## [Excerpt provided]
- Excluding political advertising, U.S. ad spending could drop 13% this year, as the economic effects of the coronavirus pandemic and other societal pressures reverberate, GroupM's Global President of Business Intelligence Brian Wieser wrote in a mid-year forecast Tuesday. That decline could be just 8% when accounting for political advertising, which is expected to "massively" expand amid a contested presidential race.
- While the slide in ad spending is likely to be steep in either case, it would be less severe than the 16% plunge recorded amid the 2009 financial crisis, even though economic conditions on the basis of metrics like GDP appear far worse this year. The resiliency is surprising, according to Wieser, but driven by several nuanced factors.
- The consequences of the '09 recession slowly unfurled over months, while the pandemic effectively shut down several categories, including retail and travel and hospitality, all at once in March, while other verticals continued business as usual and even saw areas like e-commerce and curbside pickup boom. Small businesses also appeared to return to ad spending relatively quickly, even as large brands continued to pull back.
In the research note, Wieser continually cautioned that the pandemic and broader societal volatility, including the current protest movement and uncertainties around unemployment, make it difficult to paint a clear picture of the months ahead and the degree of recovery. Estimates from Refinitiv cited by GroupM point to an inflation-adjusted decline of 5.7% in U.S. economic activity for 2020, which would mark the worst outcome since the Great Depression.
"This is a sharp turnaround from expectations for growth widely held in early March," Wieser wrote.
Still, the latest projections contain slivers of optimism about the severity of the situation's impact on ad spending, which could be less heavy than the Great Recession even though GDP could plunge up to 4% this year versus the 1.8% drop in '09. The contrast speaks to how the pandemic's unique circumstances and the ways it's accelerated digital transformation are potentially contributing to greater fortitude in the ad market.
E-commerce, for instance, has propped up retailers that have seen foot traffic otherwise decimated, and could prove an important sticking point moving forward as consumers remain wary of shopping in stores. Walmart saw e-commerce sales explode 74% in Q1, and big box rivals like Target and Best Buy have also notched triple-digital gains on the channel — not to mention the success of more digitally oriented companies like Amazon.

## [Exercise tasks]
a. Reproduce everything in the ad spending forecast from "- Excluding political" down to "several nuanced factors.".
b. Name every company that the last paragraph of the ad spending forecast mentions in connection with e-commerce.

## [Entries supplied]
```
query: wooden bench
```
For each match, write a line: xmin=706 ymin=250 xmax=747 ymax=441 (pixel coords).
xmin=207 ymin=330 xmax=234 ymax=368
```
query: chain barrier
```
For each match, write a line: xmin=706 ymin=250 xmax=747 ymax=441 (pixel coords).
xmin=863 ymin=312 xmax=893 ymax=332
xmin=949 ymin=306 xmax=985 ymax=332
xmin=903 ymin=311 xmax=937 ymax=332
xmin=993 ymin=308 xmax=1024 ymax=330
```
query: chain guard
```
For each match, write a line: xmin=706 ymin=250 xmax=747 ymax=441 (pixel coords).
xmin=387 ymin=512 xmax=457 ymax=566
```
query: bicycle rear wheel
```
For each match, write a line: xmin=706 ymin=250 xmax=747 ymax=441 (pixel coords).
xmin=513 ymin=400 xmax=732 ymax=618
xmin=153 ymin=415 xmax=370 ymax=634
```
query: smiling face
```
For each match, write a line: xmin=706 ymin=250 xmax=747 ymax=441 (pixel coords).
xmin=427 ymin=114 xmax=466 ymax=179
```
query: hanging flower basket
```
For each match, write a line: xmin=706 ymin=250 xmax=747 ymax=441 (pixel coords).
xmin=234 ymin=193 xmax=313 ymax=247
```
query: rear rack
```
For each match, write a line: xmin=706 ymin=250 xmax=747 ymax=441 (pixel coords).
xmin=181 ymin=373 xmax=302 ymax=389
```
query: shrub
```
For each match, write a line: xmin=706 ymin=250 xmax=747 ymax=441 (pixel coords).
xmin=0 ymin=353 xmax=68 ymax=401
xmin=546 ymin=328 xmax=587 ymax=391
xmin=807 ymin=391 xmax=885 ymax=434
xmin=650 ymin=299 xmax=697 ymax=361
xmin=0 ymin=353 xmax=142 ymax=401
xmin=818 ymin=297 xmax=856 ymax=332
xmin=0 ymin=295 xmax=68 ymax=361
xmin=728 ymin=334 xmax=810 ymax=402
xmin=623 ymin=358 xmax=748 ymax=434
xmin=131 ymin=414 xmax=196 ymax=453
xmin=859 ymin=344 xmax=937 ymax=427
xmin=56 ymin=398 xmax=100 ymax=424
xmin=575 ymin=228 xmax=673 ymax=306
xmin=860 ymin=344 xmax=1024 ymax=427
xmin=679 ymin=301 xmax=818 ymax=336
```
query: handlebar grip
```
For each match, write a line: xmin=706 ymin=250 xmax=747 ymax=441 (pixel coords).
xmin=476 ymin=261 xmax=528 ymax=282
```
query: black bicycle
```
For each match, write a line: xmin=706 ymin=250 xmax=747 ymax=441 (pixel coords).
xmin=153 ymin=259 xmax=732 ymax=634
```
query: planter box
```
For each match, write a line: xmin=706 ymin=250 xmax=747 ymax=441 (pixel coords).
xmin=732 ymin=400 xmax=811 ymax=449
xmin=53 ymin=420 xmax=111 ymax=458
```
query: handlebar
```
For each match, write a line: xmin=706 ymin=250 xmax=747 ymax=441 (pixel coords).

## [Answers in order]
a.
- Excluding political advertising, U.S. ad spending could drop 13% this year, as the economic effects of the coronavirus pandemic and other societal pressures reverberate, GroupM's Global President of Business Intelligence Brian Wieser wrote in a mid-year forecast Tuesday. That decline could be just 8% when accounting for political advertising, which is expected to "massively" expand amid a contested presidential race.
- While the slide in ad spending is likely to be steep in either case, it would be less severe than the 16% plunge recorded amid the 2009 financial crisis, even though economic conditions on the basis of metrics like GDP appear far worse this year. The resiliency is surprising, according to Wieser, but driven by several nuanced factors.

b. Walmart, Target, Best Buy, Amazon